• **Listed records**:
**********
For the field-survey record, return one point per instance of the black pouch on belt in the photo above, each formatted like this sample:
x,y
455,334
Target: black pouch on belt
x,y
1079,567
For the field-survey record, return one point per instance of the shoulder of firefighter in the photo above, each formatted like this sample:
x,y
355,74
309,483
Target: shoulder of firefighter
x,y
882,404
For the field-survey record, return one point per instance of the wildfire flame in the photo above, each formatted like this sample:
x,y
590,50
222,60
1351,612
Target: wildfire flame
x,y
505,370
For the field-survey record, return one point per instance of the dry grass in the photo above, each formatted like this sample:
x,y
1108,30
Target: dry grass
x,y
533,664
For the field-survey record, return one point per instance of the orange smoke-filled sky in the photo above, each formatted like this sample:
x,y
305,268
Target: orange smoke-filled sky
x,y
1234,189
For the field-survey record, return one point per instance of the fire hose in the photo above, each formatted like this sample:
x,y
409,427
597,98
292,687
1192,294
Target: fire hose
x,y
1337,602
**********
• **Task to carry out**: The reply must contain each line of the material, reproduced faithfully.

• **Exercise response**:
For the field-survey record, return one point per instance of the black pouch on belt in the photo above, each formatted like this sample:
x,y
455,334
Target: black pouch on belt
x,y
1079,567
For the field-survey record, return one point per instance of the shoulder of firefighter in the photo above, each formatted like this sample:
x,y
355,74
309,483
Target: shoulder of firefighter
x,y
882,404
For the field-survey record, return one point per instance of the wildfire flame in the photo above, each formatted like this sample:
x,y
590,50
222,60
1351,612
Target: wildfire flame
x,y
505,370
For the field-survey record, return one point per instance of the dry grass in the photo above, each formatted like this sample:
x,y
1108,30
Target: dry grass
x,y
533,664
For the field-survey record, return one point per instance of the orange smoke-filled sky in the photo above, each formatted like this sample:
x,y
305,268
Target: orange smoke-filled sky
x,y
1234,189
For the field-survey record, return one point per instance of the fire hose in the photo above, each formatted like this sample:
x,y
409,427
597,98
292,687
1192,294
Target: fire hose
x,y
1337,602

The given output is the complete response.